Work task:
In the biography of Stirling Moss, where did his father finish in the 1924 Indianapolis 500?

Document extract:
Sir Stirling Craufurd Moss  (17 September 1929 – 12 April 2020) was a British Formula One driver. An inductee into the International Motorsports Hall of Fame, he won 212 of the 529 races he entered across several different motorsports competitions and he has been described as "the greatest driver never to win the Formula One World Championship". In a seven-year span between 1955 and 1961 Moss finished in second place four times and in third place three times.

Early life
Moss was born in London to amateur racing drivers Alfred and Aileen Moss (née Craufurd). His grandfather was Jewish; and from a family that changed their surname from Moses to Moss. He was brought up at Long White Cloud house on the south bank of the River Thames. His father was an amateur racing driver who had come 16th in the 1924 Indianapolis 500, and his mother had also been involved in motorsport, entering into hillclimbs at the wheel of a Singer Nine. Moss was a gifted horse rider as was his younger sister, Pat Moss, who went on to become a successful rally driver.

Provided information:
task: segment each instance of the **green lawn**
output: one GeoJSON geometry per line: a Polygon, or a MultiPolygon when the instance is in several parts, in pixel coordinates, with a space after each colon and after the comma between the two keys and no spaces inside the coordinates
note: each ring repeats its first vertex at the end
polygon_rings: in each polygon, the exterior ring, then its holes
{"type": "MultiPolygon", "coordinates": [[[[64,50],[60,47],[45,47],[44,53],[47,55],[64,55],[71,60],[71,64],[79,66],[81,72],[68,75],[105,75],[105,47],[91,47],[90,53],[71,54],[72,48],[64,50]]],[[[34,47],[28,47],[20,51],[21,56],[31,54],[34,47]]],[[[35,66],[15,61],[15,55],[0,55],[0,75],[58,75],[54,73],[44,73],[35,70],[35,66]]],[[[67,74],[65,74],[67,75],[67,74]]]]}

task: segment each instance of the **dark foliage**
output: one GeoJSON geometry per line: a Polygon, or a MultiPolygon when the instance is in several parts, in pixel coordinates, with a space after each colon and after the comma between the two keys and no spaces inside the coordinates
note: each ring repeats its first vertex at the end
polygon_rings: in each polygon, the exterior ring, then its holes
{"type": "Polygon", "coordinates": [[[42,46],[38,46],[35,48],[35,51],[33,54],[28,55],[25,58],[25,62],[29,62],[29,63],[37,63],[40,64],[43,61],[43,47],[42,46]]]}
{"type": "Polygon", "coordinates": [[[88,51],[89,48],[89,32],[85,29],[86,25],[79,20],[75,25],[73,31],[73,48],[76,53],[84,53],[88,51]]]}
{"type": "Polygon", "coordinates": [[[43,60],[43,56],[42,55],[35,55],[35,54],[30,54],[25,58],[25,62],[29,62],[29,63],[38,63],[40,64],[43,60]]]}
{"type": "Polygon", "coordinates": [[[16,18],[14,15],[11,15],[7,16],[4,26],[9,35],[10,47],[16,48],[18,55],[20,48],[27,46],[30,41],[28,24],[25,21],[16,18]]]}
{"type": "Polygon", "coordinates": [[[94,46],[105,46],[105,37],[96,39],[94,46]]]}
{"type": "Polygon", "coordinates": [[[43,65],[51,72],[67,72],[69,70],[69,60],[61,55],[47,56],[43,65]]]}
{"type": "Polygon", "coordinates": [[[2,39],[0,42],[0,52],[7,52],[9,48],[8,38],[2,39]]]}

Solved problem:
His father came 16th.